» **Excerpted text**
::::::::
Document the characteristics of seasonal spikes in South Sudan: what sector/ areas of needs is concerned (food insecurity, acute malnutrition, diseases, anything else), what is the extent of seasonal spikes (how do prevalence/ incidence/ caseloads change), what are the triggers? What is the extent of a spike in a ‘normal year’ and the extent of a spike in abnormal circumstances?
Investigate the extent to which humanitarian and development interventions in the country plan seasonally (dry season planning, surge plans in health, nutrition, food security or social protection, etc).
Malnutrition in Southern Sudan is caused by various factors, including changing seasons. Food insecurity is a major problem. A general lack of dietary diversity is also a contributing factor. From 2004 to 2009 the trends in prevalence of acute malnutrition among children under 5 fluctuated around 19 percent, of which about 3 percent of cases were severe. This level surpasses the World Health Organization (WHO) emergency threshold of 15 percent. The prevalence varies seasonally and across regions. The rate of acute malnutrition peaks annually between April and June. Acute malnutrition has not decreased since the 2005 Comprehensive Peace Agreement. There has not been a significant change in malnutrition rates despite the cessation of hostilities for more than three years. This helpdesk aims to document the characteristics of seasonal spikes in South Sudan. It also investigates the extent to which humanitarian and development interventions in the country plan seasonally.
::::::::
» **Data provided**
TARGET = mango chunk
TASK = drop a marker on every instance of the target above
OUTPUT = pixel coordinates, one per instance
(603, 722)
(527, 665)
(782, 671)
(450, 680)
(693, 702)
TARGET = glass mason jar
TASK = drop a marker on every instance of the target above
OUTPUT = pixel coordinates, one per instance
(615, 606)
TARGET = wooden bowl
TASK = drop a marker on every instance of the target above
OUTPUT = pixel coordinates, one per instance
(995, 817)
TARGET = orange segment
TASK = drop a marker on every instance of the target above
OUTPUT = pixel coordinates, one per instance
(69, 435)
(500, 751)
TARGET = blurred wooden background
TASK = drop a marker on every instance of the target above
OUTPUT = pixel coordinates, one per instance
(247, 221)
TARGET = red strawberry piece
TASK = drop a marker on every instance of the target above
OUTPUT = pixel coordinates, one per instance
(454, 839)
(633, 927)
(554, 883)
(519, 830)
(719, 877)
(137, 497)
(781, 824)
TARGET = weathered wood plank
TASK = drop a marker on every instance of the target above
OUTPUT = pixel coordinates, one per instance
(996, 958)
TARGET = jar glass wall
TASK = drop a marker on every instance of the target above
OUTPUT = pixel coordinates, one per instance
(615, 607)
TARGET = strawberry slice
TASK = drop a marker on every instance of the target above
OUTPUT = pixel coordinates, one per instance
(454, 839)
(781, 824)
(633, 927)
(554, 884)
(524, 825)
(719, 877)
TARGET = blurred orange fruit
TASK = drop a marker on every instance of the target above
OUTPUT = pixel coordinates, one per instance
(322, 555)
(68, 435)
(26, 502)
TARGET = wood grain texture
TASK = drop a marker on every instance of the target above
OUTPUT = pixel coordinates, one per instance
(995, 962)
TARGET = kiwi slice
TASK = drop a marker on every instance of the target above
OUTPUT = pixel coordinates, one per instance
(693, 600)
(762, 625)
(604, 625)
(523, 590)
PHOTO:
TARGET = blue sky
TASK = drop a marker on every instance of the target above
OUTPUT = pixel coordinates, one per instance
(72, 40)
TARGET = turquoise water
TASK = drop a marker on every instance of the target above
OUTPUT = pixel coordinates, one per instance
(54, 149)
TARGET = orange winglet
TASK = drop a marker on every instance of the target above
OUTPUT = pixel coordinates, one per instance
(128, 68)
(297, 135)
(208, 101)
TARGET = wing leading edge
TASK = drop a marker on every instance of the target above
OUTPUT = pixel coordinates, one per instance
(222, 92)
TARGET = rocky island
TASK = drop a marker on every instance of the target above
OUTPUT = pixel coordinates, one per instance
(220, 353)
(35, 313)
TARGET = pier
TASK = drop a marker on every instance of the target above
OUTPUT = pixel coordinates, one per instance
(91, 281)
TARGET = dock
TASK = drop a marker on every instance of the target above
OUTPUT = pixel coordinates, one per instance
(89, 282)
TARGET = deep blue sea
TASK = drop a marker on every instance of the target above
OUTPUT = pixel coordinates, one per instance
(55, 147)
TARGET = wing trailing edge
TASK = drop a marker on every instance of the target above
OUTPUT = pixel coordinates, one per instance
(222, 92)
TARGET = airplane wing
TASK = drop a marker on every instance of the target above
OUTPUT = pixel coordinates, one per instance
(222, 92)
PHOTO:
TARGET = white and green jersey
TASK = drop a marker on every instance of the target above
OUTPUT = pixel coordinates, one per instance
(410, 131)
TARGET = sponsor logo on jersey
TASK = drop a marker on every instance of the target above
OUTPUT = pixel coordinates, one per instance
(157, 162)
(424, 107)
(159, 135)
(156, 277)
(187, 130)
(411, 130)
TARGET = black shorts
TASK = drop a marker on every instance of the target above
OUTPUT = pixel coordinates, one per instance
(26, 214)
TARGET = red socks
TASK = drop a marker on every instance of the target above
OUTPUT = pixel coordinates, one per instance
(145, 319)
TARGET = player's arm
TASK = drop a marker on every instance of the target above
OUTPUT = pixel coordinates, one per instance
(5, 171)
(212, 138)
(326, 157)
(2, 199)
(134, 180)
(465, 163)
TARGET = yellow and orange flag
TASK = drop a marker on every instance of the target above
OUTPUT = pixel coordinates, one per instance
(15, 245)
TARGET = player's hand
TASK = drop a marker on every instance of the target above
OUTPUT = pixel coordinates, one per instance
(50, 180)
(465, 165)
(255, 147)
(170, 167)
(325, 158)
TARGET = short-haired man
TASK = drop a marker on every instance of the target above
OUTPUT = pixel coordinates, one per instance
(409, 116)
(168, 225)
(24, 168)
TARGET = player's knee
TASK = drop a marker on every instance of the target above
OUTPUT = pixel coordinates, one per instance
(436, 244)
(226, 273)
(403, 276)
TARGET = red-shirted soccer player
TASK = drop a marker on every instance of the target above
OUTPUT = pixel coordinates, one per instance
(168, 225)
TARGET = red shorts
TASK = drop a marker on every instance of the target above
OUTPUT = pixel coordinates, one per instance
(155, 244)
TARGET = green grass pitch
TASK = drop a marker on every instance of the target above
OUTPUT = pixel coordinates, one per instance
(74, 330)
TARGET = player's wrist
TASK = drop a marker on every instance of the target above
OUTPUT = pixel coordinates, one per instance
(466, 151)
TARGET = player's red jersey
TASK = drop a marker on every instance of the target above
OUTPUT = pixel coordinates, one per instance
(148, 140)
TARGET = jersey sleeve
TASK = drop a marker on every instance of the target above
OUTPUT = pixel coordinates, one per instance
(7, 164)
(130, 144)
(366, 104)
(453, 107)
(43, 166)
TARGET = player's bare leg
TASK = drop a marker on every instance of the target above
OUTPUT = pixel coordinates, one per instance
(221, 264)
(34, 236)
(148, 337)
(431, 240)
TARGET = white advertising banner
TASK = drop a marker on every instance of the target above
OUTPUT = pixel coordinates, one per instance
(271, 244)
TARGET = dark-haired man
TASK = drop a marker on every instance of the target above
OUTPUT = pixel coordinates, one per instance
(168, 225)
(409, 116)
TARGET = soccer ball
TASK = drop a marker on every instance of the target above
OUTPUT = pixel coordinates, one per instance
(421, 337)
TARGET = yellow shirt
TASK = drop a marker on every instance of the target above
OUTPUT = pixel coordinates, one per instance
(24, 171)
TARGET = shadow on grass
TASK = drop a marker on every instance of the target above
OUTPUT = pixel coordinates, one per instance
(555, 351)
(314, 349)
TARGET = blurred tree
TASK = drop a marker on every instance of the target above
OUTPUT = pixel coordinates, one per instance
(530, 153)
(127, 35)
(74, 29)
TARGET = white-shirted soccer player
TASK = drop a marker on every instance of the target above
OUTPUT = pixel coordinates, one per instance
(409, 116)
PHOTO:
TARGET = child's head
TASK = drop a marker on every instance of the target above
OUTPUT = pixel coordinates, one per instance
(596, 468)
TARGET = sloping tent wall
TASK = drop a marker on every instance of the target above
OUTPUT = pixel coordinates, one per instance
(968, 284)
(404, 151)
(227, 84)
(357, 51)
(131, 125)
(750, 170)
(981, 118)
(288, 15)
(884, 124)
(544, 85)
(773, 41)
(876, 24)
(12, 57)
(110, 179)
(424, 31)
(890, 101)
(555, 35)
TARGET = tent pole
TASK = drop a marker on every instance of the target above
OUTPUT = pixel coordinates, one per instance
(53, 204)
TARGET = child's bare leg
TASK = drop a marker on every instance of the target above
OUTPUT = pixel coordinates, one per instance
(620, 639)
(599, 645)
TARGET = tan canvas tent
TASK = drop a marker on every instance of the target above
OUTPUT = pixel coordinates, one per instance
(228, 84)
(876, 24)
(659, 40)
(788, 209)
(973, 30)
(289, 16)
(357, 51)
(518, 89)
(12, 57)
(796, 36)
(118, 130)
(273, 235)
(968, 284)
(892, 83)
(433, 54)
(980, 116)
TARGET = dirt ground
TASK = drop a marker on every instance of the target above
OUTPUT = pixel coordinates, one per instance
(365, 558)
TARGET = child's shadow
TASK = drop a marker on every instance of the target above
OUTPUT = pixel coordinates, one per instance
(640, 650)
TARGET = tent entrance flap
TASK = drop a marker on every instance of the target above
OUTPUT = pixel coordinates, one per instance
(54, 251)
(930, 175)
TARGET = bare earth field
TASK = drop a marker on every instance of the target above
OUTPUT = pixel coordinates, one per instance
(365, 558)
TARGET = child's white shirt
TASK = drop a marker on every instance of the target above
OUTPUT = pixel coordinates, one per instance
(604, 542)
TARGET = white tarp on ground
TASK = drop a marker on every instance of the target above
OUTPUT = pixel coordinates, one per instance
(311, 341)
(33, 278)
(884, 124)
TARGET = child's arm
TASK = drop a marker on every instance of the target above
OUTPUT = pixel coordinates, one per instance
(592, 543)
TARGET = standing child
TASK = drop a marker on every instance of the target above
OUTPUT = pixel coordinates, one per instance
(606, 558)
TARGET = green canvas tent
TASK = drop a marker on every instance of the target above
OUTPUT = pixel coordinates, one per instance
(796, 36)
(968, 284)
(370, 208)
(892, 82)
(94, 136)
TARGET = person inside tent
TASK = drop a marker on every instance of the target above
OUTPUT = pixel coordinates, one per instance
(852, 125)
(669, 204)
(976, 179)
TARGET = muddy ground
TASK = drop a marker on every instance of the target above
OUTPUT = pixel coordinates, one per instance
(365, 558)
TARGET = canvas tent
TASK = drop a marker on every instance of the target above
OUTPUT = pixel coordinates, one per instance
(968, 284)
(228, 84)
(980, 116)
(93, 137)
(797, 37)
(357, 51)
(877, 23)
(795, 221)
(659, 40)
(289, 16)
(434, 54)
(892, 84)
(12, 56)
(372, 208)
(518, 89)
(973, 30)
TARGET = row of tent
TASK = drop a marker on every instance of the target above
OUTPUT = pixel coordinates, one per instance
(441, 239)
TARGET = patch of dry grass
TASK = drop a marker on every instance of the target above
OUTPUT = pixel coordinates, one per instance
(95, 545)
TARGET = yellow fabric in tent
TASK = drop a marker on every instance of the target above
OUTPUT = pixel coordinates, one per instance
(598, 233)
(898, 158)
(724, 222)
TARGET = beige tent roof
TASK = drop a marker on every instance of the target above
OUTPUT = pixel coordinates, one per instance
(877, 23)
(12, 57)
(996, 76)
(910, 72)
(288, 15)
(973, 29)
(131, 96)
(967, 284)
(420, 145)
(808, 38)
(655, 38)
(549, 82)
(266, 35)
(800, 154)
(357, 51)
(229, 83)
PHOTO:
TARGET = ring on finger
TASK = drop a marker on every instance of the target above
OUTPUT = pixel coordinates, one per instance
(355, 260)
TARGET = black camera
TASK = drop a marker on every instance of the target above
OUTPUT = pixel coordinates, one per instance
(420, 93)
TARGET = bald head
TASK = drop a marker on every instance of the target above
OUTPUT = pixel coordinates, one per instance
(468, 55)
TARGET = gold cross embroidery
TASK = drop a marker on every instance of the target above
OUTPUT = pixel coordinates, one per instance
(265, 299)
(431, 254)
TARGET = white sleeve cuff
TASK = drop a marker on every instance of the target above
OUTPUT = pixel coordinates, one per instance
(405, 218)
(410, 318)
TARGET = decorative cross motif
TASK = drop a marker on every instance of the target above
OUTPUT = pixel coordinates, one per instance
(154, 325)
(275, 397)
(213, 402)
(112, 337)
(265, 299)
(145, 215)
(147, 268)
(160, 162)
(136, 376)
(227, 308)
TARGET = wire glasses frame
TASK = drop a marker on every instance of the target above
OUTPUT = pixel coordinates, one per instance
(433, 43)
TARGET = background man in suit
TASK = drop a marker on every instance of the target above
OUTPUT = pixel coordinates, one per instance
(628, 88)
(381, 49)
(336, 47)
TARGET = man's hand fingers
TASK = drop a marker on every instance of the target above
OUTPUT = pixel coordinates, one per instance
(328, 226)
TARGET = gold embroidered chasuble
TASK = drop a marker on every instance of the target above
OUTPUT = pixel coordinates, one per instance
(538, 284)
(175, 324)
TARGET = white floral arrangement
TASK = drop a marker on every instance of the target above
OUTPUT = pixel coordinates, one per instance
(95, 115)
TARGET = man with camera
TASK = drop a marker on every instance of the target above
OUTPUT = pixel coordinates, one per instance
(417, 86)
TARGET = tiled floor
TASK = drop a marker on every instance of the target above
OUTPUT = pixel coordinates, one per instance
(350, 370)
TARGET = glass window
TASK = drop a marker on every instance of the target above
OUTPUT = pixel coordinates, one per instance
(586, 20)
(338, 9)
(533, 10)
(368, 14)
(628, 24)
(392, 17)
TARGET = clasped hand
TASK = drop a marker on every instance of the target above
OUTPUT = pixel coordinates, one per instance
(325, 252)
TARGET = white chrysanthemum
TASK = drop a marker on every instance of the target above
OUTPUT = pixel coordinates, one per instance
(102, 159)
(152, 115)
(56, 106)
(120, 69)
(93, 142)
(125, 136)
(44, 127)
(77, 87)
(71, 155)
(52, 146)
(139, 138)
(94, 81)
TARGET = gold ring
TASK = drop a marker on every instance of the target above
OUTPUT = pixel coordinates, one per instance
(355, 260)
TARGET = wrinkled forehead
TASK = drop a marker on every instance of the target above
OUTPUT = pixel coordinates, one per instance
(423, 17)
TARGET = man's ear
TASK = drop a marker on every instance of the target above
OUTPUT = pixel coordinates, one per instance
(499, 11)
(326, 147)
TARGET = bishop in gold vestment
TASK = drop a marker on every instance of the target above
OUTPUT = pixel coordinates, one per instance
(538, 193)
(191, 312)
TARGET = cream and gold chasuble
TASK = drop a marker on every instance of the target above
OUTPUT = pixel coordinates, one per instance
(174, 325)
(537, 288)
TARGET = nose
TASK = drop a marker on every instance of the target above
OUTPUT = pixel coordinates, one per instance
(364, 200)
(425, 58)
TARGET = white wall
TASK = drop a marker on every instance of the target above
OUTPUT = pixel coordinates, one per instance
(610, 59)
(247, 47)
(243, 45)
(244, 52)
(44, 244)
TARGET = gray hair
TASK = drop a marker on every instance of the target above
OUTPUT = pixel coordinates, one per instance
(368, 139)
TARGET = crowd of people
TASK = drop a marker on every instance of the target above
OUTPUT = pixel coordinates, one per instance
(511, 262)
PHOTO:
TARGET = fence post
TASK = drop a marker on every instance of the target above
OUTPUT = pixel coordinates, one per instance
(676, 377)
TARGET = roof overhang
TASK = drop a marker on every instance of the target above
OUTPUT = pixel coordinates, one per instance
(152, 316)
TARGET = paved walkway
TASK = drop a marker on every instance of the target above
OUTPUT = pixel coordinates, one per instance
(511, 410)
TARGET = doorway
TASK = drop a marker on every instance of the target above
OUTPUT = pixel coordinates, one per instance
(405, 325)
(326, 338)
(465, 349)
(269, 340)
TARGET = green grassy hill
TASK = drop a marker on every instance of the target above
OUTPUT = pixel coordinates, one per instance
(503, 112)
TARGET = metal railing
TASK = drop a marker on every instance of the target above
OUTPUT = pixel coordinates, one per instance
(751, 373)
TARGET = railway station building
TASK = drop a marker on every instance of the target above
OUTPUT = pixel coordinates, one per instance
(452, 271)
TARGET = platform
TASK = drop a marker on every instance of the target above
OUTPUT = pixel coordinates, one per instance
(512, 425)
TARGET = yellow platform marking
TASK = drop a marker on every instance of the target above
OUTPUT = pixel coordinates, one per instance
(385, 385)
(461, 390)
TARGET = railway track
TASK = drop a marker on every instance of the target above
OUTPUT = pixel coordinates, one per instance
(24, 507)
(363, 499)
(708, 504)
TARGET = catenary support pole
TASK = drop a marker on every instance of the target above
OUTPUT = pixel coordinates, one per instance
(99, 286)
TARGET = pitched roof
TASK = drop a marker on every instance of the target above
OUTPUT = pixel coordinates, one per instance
::::::::
» **Tasks to carry out**
a) Write out the passage of the South Sudan text between "Investigate the extent" and "social protection, etc).", inclusive.
b) Condense the paragraph of the South Sudan text that begins "Malnutrition in Southern Sudan is caused by various factors" into a bulleted list that keeps its main facts.
c) List the sectors that the South Sudan text names for surge plans.
The records aren't needed for any of this work.

» **Answers to the tasks**
a)
Investigate the extent to which humanitarian and development interventions in the country plan seasonally (dry season planning, surge plans in health, nutrition, food security or social protection, etc).

b)
- Causes of malnutrition in Southern Sudan include changing seasons, food insecurity (a major problem) and a general lack of dietary diversity.
- From 2004 to 2009, acute malnutrition among children under 5 fluctuated around 19 percent, with about 3 percent of cases severe.
- This level surpasses the WHO emergency threshold of 15 percent.
- Prevalence varies by season and region and peaks annually between April and June.
- Acute malnutrition has not decreased since the 2005 Comprehensive Peace Agreement, despite more than three years without hostilities.
- The helpdesk documents seasonal spikes in South Sudan and examines how far humanitarian and development interventions plan seasonally.

c)
- Health
- Nutrition
- Food security
- Social protection